------ PROVIDED RECORDS ------

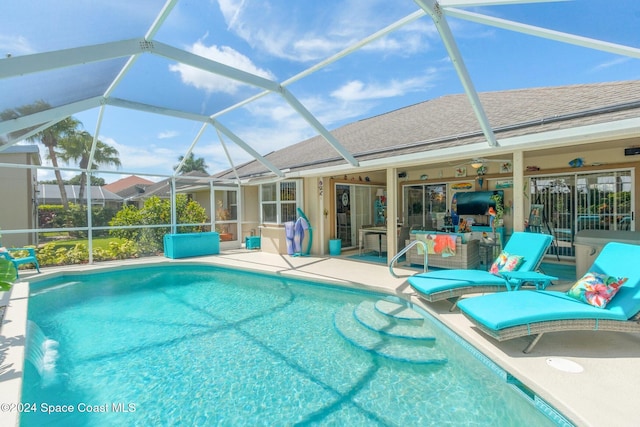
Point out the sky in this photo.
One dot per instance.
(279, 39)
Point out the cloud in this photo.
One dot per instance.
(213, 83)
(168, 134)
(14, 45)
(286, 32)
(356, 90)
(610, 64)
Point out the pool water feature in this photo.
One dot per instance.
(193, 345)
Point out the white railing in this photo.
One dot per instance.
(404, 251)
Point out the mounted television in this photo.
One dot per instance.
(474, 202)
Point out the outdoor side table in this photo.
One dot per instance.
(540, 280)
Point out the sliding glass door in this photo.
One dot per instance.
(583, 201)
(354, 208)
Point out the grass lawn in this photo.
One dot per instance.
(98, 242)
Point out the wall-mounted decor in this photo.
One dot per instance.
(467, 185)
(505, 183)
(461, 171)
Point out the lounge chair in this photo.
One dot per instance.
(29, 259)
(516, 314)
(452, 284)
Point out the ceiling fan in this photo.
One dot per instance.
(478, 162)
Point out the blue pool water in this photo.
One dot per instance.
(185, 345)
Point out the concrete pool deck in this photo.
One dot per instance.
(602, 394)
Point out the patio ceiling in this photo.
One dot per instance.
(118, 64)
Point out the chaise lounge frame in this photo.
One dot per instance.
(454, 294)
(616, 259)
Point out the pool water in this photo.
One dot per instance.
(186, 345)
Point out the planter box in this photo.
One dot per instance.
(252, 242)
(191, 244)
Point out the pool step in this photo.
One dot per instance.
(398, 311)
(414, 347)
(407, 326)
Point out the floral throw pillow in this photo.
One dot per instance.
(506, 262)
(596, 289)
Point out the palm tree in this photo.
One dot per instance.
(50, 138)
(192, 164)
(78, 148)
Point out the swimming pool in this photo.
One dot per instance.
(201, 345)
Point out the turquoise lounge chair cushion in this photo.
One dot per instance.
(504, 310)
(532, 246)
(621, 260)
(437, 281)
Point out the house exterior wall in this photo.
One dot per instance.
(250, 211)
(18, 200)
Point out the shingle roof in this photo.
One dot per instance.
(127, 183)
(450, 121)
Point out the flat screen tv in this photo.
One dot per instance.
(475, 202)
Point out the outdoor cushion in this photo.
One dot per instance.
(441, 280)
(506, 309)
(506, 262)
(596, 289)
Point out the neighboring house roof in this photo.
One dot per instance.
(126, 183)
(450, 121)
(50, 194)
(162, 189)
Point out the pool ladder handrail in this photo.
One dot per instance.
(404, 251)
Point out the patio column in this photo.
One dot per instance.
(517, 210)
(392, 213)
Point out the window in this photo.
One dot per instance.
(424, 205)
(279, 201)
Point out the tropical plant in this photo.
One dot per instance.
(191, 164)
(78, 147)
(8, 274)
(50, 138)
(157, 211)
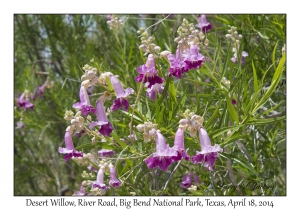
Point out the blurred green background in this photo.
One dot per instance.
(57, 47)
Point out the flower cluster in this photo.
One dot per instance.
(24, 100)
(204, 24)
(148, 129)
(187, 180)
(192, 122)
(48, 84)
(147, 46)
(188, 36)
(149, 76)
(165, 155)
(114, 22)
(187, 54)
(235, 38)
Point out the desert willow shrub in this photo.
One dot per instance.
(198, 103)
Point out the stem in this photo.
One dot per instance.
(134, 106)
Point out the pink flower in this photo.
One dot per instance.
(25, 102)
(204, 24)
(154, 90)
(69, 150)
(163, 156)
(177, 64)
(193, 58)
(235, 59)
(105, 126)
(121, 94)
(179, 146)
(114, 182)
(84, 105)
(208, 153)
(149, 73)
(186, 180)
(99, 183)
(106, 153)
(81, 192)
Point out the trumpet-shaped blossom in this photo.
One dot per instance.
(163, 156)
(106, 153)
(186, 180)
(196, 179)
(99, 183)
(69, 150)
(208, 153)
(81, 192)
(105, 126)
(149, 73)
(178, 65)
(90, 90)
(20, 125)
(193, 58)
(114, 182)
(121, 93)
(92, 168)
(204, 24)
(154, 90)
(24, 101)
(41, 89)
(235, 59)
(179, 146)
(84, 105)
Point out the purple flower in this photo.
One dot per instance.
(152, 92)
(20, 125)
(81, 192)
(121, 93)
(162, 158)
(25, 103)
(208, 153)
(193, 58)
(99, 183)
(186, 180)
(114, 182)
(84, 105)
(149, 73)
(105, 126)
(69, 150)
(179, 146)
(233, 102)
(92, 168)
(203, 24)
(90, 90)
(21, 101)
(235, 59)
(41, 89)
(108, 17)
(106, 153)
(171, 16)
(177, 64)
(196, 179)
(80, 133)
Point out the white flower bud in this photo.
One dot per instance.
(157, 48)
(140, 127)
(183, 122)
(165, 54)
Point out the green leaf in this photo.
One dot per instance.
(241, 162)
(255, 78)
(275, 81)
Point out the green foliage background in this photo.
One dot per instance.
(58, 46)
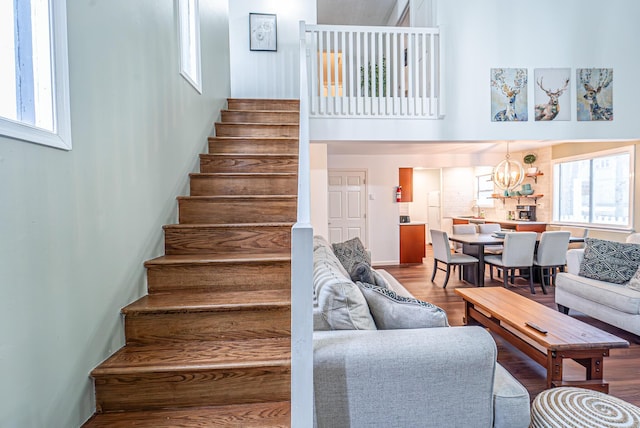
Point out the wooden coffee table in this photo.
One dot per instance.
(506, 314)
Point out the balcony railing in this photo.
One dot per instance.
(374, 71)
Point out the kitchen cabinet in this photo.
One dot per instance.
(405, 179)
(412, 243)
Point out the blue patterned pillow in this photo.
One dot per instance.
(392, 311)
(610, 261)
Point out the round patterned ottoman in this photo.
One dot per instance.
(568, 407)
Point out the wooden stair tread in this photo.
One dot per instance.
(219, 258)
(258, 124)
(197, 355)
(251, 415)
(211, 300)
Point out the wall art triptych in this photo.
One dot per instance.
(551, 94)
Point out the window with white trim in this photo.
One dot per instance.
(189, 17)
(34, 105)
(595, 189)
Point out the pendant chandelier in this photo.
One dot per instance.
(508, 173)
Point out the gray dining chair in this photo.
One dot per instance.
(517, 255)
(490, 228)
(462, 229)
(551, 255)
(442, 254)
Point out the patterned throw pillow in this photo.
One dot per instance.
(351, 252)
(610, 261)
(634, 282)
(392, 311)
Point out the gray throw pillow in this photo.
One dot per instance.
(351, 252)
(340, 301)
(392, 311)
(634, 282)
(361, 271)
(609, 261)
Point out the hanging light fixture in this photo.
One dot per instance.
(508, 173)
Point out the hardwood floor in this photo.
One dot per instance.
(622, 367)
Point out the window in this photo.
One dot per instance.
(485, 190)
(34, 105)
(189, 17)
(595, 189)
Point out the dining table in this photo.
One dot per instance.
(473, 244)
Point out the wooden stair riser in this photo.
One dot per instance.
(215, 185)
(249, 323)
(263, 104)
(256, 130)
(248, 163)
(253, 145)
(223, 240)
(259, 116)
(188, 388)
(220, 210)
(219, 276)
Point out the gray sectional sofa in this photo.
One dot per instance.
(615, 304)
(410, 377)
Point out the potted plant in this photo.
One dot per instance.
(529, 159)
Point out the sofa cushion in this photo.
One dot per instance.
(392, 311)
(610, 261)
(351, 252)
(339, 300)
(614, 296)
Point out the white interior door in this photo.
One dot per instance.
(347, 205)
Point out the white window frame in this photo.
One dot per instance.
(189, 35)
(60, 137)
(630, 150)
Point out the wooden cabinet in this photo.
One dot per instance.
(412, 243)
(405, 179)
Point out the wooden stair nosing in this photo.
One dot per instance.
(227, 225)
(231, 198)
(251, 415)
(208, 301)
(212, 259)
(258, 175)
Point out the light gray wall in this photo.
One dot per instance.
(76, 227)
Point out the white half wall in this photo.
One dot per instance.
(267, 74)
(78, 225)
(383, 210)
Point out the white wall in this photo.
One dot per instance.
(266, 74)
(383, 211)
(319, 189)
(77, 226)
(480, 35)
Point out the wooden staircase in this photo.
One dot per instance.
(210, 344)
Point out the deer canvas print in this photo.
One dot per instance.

------

-- EXERCISE --
Each entry above should be given again exactly, with its pictures omitted.

-- TASK ANSWER --
Point out the sky in this photo.
One dot per instance.
(279, 39)
Point out the cloud in this photo.
One dot per instance.
(213, 83)
(168, 134)
(14, 45)
(286, 32)
(356, 90)
(610, 64)
Point out the pool water feature in this photo.
One dot per instance.
(193, 345)
Point out the white railing in this photo.
One dot per instance.
(404, 251)
Point out the mounted television in this photo.
One dot per instance.
(474, 202)
Point out the outdoor side table in this photo.
One dot per instance.
(540, 280)
Point out the sliding glass door in this photo.
One dot per instance.
(583, 201)
(354, 208)
Point out the grass lawn in this photo.
One dot per instance.
(98, 242)
Point out the wall-mounted decor in this photo.
One dot per instance.
(467, 185)
(505, 183)
(461, 171)
Point out the lounge chair in this photo.
One dot per instance.
(29, 259)
(516, 314)
(452, 284)
Point out the ceiling fan in this photo.
One dot per instance.
(478, 162)
Point out the blue pool water in this photo.
One dot per instance.
(185, 345)
Point out the concrete pool deck in this photo.
One dot per instance.
(602, 394)
Point out the patio ceiling in this photo.
One dot per instance.
(118, 64)
Point out the chaise lounge frame in this photo.
One dot per instance.
(454, 294)
(616, 259)
Point out the pool water in this photo.
One dot per instance.
(186, 345)
Point out the planter box in this photo.
One dot per instance.
(252, 242)
(191, 244)
Point out the pool step in this photo.
One dot per instance.
(398, 311)
(414, 347)
(407, 326)
Point out the floral throw pillow in this photo.
One dot per instance.
(506, 262)
(596, 289)
Point out the palm tree in this photo.
One dot per instance.
(50, 138)
(192, 164)
(78, 148)
Point out the swimming pool in this photo.
One dot per instance.
(201, 345)
Point out the turquoise lounge chair cushion in this photo.
One dot per instance.
(504, 310)
(532, 246)
(621, 260)
(437, 281)
Point out the house exterior wall in this photo.
One dot per instance.
(250, 211)
(18, 200)
Point out the shingle roof in this photo.
One dot per instance.
(127, 183)
(450, 121)
Point out the flat screen tv in this photo.
One dot per instance.
(475, 202)
Point out the outdoor cushion in this photo.
One dot per instance.
(441, 280)
(506, 309)
(506, 262)
(596, 289)
Point out the neighboring house roof in this photo.
One dot per instance.
(126, 183)
(450, 121)
(50, 194)
(162, 189)
Point out the pool ladder handrail in this photo.
One dot per instance.
(404, 251)
Point out the patio column in this photo.
One dot per instance.
(517, 210)
(392, 213)
Point out the window in this photo.
One dot per instance.
(424, 205)
(279, 201)
Point out the tropical plant in this photo.
One dot per instance.
(191, 164)
(78, 147)
(8, 274)
(50, 138)
(157, 211)
Point out the blurred green background in this photo.
One dot per instance.
(57, 47)
Point out the flower cluster in this photo.
One dot per instance.
(24, 100)
(204, 24)
(148, 129)
(187, 180)
(192, 122)
(48, 84)
(147, 46)
(188, 36)
(149, 76)
(165, 155)
(114, 22)
(187, 54)
(235, 38)
Point out the desert willow shrub in this photo.
One dot per instance.
(198, 103)
Point out the stem in this photo.
One dot per instance.
(134, 106)
Point out the pink flower in this photo.
One dot per instance.
(25, 102)
(204, 24)
(154, 90)
(69, 150)
(163, 156)
(177, 64)
(193, 58)
(235, 59)
(105, 126)
(121, 94)
(179, 146)
(114, 182)
(84, 105)
(208, 153)
(149, 73)
(186, 180)
(99, 183)
(106, 153)
(81, 192)
Point out the trumpet-shaped blossom in this photo.
One dot per instance.
(163, 156)
(106, 153)
(186, 180)
(196, 179)
(99, 183)
(69, 150)
(208, 153)
(81, 192)
(105, 126)
(149, 73)
(178, 65)
(90, 90)
(20, 125)
(193, 58)
(114, 182)
(121, 93)
(92, 168)
(204, 24)
(154, 90)
(24, 101)
(41, 89)
(235, 59)
(179, 146)
(84, 105)
Point out the purple flower in this photo.
One dot per instance.
(152, 92)
(20, 125)
(81, 192)
(121, 93)
(162, 158)
(25, 103)
(208, 153)
(193, 58)
(99, 183)
(186, 180)
(114, 182)
(84, 105)
(149, 73)
(105, 126)
(69, 150)
(179, 146)
(233, 102)
(92, 168)
(203, 24)
(90, 90)
(21, 101)
(235, 59)
(41, 89)
(108, 17)
(106, 153)
(171, 16)
(177, 64)
(196, 179)
(80, 133)
Point out the white flower bud in this photo.
One dot per instance.
(157, 48)
(140, 127)
(183, 122)
(165, 54)
Point out the green leaf in this photo.
One dot per instance.
(241, 162)
(255, 78)
(275, 81)
Point out the green foliage background in this photo.
One dot per instance.
(58, 46)
Point out the wooden coffee table in this photo.
One dot per instance.
(506, 314)
Point out the balcony railing in this photo.
One dot per instance.
(374, 71)
Point out the kitchen cabinet in this photo.
One dot per instance.
(405, 179)
(412, 243)
Point out the blue patterned pillow in this photo.
One dot per instance.
(392, 311)
(610, 261)
Point out the round patterned ottoman in this photo.
One dot per instance.
(568, 407)
Point out the wooden stair tread in this photo.
One dot per instance.
(219, 258)
(258, 124)
(197, 355)
(251, 415)
(211, 300)
Point out the wall art triptych in this photo.
One dot per instance.
(551, 94)
Point out the window with white trim in this photo.
One dot per instance.
(189, 17)
(34, 105)
(595, 189)
Point out the pendant chandelier in this photo.
One dot per instance.
(508, 173)
Point out the gray dining chair in this photo.
One dot per instance.
(517, 255)
(490, 228)
(462, 229)
(551, 255)
(442, 254)
Point out the patterned throw pillow in this photo.
One dot per instance.
(351, 252)
(610, 261)
(634, 282)
(392, 311)
Point out the gray throw pillow in this photo.
One dot per instance.
(351, 252)
(340, 301)
(392, 311)
(634, 282)
(361, 271)
(609, 261)
Point out the hanging light fixture in this photo.
One dot per instance.
(508, 173)
Point out the hardwood floor in this photo.
One dot per instance.
(622, 367)
Point out the window in this photo.
One dot per instance.
(485, 190)
(34, 105)
(189, 17)
(595, 189)
Point out the dining table in this photo.
One dot per instance.
(473, 244)
Point out the wooden stair riser in this photo.
One dot per instance.
(215, 185)
(249, 323)
(263, 104)
(256, 130)
(248, 163)
(253, 145)
(223, 240)
(259, 116)
(188, 388)
(220, 210)
(219, 276)
Point out the gray sectional sofa in this photo.
One dot per instance.
(615, 304)
(410, 377)
Point out the potted plant in this photo.
One dot per instance.
(529, 159)
Point out the sofa cushion in this photo.
One dot per instance.
(392, 311)
(610, 261)
(351, 252)
(339, 300)
(614, 296)
Point out the white interior door in this photo.
One dot per instance.
(347, 205)
Point out the white window frame in this photo.
One dot per instance.
(189, 35)
(60, 137)
(630, 150)
Point out the wooden cabinet in this photo.
One dot per instance.
(412, 243)
(405, 179)
Point out the wooden stair nosing in this photo.
One dot per instance.
(227, 225)
(231, 198)
(251, 415)
(208, 301)
(212, 259)
(258, 175)
Point out the light gray wall in this photo.
One dot per instance.
(76, 227)
Point out the white half wall in this photo.
One dot per instance.
(267, 74)
(78, 225)
(383, 210)
Point out the white wall in this photo.
One dot per instance.
(266, 74)
(383, 211)
(319, 189)
(77, 226)
(480, 35)
Point out the wooden staircase in this photo.
One dot per instance.
(210, 344)
Point out the deer canvas print in this photo.
One dot per instance.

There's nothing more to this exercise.